## [Input records]
####################
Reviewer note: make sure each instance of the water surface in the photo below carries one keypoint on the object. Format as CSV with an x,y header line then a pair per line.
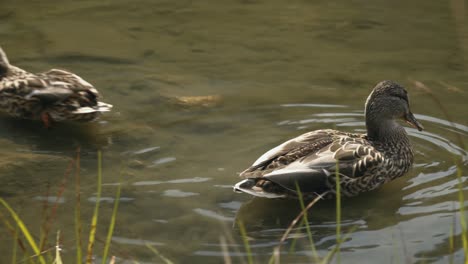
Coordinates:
x,y
268,71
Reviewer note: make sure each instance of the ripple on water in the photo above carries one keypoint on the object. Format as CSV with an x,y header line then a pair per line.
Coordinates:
x,y
178,193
####################
## [Work order]
Repeat everything in the entries above word for word, excluding the images.

## [Output]
Reviewer note: make sure each instance of the water surface in the photo below carries one keypoint on the object. Format as CSV with an x,y header line then a pair per line.
Coordinates:
x,y
268,71
Reviewer note: make sure each instance of the ripple on water in the photo above carries one keypoint on the object. Format as CSV with an x,y header line then a pair per line.
Coordinates:
x,y
178,193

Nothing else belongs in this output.